### Short problem A
Please state how many lines in the entries contain the word "windshield", giving only the number.

### Excerpt
--- Start ---

City of southern Asia Minor, on a peninsula between the islands of Cos
and Rhodes (area 6).
Cnidus, a colony of Sparta (Herodotus,
I, 174) founded in the XIIth century B. C., was one of six cities of Dorian
origin in Caria (the province of southern Asia Minor
in which they were located) that had gathered in a confederacy having its common
sanctuary, a temple to Apollo, on the promontory on which Cnidus was located,
named the Triopion. The members of the confederacy, aside from Cnidus, included
three cities of the island of Rhodes : Lindus,
Ialysus and Camirus, plus
Cos on the island of the same name and Halicarnassus
on the mainland north of Cos. Together they formed what
used to be called the Hexapolis (in Greek, "the six cities"). Yet, Herodotus,
who was born in Halicarnassus, tells us how, at some pont in time, his native
city was excluded from the confederacy, which then became the Pentapolis (in
Greek, "the five cities" : see Herodotus'
Histories,
I, 144). This group of Dorian colonies in Asia Minor was called Doris,
in much the same way Ionian colonies in Asia Minor further north were called
Ionia. But there wa also a province called Doris in mainland Greece, north of
Delphi, and, in classical times, Dorians were primarily
settled in most of Peloponnese.

--- End ---

### Short problem B
Answer these questions from the Cnidus passage:
(i) Of which city was Cnidus a colony?
(ii) What served as the common sanctuary of the confederacy?
(iii) Which city was excluded from the confederacy?

### Record list
--- Start ---

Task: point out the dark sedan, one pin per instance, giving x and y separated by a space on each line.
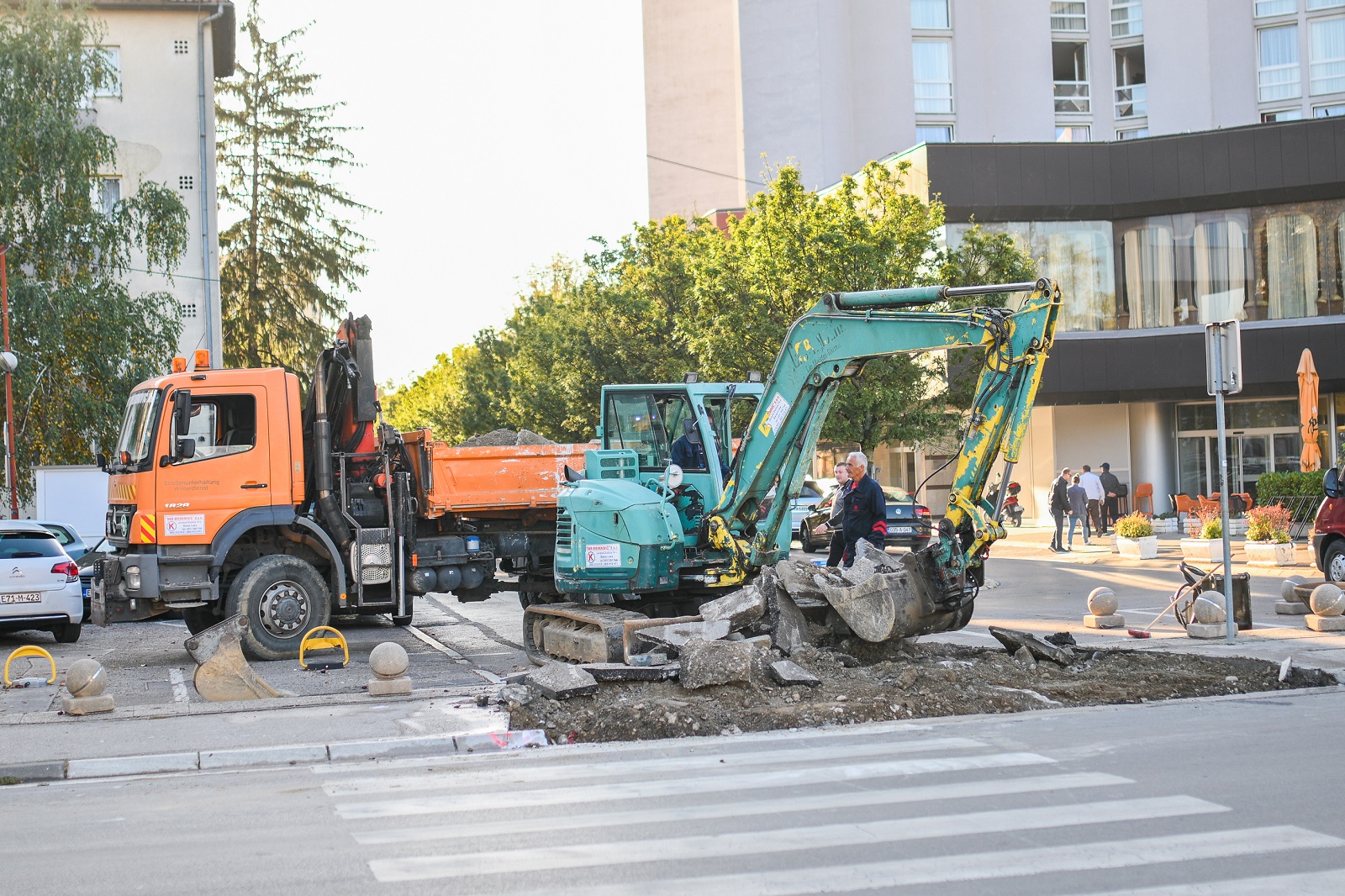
908 522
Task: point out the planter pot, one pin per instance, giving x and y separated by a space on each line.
1269 553
1143 548
1210 551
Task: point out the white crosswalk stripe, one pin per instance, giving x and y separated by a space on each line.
783 817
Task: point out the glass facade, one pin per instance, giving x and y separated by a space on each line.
1274 262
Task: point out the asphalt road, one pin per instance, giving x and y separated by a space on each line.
1216 797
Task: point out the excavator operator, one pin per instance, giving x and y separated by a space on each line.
865 509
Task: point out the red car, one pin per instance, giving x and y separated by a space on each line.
1329 529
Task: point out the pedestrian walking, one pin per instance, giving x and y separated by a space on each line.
842 474
1093 485
1111 506
1059 508
1078 512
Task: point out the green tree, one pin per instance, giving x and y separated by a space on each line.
82 340
293 248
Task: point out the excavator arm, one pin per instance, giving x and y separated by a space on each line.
834 340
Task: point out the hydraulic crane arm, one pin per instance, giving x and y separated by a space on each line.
833 340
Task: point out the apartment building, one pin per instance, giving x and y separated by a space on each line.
161 111
735 87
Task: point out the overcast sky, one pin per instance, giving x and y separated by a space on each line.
495 134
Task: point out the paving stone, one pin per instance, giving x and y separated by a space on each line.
786 672
562 681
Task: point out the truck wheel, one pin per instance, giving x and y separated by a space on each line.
1333 562
282 599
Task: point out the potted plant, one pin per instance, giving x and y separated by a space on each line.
1136 537
1268 537
1205 541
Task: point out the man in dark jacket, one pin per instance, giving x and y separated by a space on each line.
865 509
1059 508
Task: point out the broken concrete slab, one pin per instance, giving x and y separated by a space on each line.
789 673
562 681
1039 647
717 662
737 609
619 672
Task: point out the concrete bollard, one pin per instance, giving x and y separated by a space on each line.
389 662
1102 609
87 680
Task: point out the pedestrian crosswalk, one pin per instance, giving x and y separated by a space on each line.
898 808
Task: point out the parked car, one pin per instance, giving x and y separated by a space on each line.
908 522
66 535
40 582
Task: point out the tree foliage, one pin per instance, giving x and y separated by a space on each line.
293 248
676 296
82 340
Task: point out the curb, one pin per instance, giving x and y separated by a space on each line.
262 756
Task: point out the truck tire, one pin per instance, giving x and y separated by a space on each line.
282 599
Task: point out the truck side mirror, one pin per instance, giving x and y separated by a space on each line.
1332 483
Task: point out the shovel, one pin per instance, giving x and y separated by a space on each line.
222 673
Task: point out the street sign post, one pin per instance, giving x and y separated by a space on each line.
1224 377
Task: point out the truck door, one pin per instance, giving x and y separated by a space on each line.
230 470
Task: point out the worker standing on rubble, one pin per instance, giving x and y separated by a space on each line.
865 509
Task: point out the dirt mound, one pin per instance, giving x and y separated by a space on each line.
498 437
874 683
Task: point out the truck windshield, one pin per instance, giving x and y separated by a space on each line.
138 430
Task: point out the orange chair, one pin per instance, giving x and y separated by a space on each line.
1145 494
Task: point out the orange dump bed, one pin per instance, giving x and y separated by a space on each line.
490 479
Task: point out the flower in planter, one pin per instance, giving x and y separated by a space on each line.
1269 524
1134 526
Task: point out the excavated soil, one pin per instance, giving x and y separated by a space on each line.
873 683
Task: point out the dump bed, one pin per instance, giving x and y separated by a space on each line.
488 481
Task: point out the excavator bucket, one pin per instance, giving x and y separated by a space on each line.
222 673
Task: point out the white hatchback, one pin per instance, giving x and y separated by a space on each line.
40 582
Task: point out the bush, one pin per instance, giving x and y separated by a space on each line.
1134 526
1268 524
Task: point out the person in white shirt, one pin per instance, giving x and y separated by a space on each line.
1096 495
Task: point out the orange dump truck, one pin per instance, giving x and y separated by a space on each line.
230 497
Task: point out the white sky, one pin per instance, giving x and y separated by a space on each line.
495 134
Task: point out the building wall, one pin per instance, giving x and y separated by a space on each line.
158 129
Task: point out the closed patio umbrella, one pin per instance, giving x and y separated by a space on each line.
1308 380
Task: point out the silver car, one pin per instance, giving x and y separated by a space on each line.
40 582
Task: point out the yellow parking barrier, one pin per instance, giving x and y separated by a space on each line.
29 650
323 643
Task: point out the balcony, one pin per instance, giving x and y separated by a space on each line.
1133 101
1073 96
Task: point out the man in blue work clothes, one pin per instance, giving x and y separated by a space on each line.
865 509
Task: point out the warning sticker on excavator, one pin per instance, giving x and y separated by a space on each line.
603 556
775 414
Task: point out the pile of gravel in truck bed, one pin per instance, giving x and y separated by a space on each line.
501 437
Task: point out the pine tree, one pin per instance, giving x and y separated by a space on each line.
293 249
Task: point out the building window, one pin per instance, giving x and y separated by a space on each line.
1327 71
1069 17
932 76
1069 64
930 13
934 134
1290 266
1131 98
1127 19
1278 76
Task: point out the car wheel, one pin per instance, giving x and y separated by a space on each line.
282 599
1333 562
67 634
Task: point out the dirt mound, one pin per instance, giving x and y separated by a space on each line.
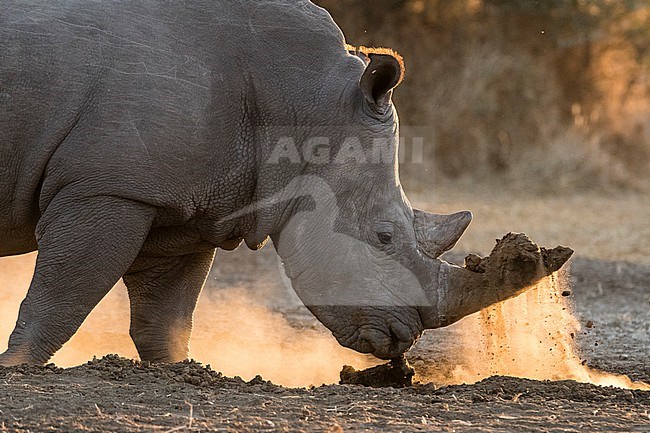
519 390
115 394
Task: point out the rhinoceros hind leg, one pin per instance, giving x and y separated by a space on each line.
85 245
163 292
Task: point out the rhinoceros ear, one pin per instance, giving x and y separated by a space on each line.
384 72
436 234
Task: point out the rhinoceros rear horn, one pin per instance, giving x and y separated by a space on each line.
436 234
384 72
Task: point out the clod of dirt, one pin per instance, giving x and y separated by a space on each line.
397 374
526 252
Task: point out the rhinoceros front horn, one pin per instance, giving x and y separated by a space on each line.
436 234
515 265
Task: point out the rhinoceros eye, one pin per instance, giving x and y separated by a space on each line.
385 237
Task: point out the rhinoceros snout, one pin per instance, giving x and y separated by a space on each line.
386 336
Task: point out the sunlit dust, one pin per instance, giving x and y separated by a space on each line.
531 336
233 332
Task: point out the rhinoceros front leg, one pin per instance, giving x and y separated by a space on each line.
163 292
85 244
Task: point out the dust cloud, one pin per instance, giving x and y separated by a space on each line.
531 336
233 332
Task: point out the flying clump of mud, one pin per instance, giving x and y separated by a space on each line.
531 336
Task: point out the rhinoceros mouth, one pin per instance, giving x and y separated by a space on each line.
386 334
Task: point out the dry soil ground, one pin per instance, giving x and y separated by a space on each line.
611 287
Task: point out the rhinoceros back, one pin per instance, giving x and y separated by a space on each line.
124 88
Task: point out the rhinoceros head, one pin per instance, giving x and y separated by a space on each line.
358 255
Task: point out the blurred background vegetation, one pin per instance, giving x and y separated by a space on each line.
537 95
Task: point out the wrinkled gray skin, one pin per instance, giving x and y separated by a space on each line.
138 137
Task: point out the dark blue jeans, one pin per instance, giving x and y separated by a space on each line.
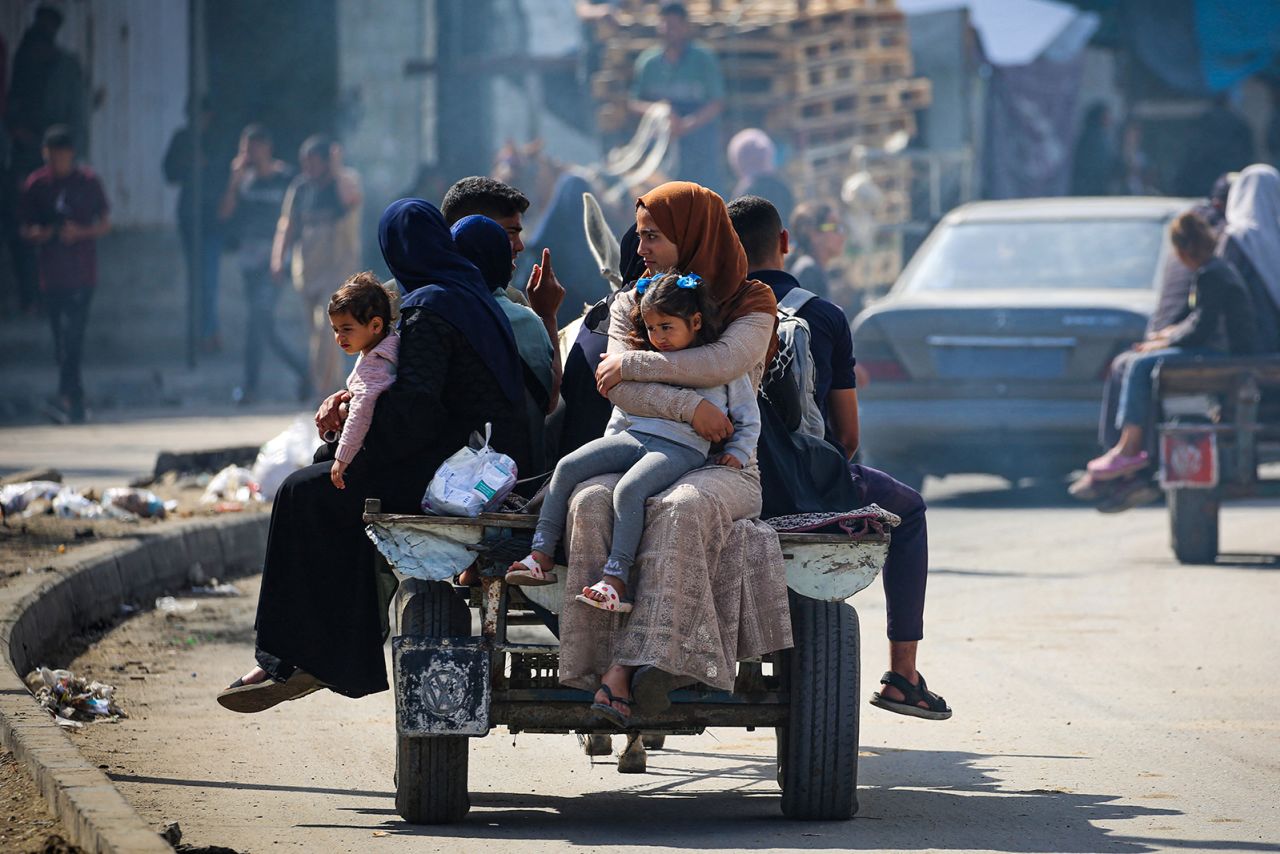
1134 405
68 316
906 570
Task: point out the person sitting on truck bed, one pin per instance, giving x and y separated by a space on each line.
1221 323
318 613
906 567
1175 284
713 584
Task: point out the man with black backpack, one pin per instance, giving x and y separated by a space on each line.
831 352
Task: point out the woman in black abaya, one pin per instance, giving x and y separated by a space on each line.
318 615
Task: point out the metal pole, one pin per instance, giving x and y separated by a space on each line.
197 87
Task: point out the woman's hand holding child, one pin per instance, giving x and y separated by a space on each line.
728 460
711 423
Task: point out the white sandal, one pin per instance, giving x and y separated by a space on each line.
612 603
531 576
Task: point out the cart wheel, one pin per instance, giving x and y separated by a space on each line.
818 745
432 771
1193 524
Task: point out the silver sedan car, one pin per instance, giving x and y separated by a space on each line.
990 352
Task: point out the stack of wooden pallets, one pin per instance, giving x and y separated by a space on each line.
821 76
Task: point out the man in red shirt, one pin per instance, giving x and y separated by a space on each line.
63 211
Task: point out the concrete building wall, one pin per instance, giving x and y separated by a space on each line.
384 113
135 59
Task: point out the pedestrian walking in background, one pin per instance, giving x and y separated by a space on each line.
251 206
318 236
819 240
754 160
686 76
62 213
199 224
46 88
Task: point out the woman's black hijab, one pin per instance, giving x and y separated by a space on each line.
420 252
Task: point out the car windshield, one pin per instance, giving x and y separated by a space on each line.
1064 254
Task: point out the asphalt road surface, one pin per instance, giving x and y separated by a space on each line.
1107 699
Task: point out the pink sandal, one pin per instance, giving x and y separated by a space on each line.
612 603
531 576
1110 467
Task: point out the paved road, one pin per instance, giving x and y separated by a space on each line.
1106 699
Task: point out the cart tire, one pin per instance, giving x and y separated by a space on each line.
1193 524
432 771
818 745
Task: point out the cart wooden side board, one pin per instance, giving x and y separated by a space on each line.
457 676
1220 424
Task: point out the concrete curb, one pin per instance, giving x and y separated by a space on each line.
86 588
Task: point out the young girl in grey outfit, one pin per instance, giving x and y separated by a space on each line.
672 313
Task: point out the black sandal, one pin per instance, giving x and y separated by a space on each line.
937 711
609 713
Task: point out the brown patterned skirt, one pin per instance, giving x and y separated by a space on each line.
708 581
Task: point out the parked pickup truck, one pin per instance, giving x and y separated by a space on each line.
457 676
1220 424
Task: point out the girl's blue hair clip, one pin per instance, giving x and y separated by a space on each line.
688 282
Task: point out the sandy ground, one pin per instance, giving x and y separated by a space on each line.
95 456
1106 699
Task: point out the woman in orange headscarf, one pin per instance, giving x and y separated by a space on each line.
713 588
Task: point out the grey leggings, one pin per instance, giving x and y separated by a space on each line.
648 464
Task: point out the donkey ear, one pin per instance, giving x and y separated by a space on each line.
603 243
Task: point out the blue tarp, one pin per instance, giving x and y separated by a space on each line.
1235 40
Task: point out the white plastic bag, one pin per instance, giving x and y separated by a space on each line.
283 455
232 483
14 498
470 482
69 503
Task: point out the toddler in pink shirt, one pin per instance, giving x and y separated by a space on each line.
361 318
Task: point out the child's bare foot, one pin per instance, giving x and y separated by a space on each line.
606 594
533 570
613 581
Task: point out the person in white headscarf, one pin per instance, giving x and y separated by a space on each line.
1251 243
754 160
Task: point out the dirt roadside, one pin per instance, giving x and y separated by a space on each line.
31 544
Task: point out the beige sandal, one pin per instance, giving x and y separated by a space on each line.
531 576
612 602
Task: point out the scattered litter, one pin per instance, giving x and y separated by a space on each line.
69 503
16 498
168 604
138 502
283 455
71 699
232 484
215 589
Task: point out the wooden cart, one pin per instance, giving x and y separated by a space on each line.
457 675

--- End ---

### Written solution A
2

### Written solution B
(i) Sparta
(ii) A temple to Apollo
(iii) Halicarnassus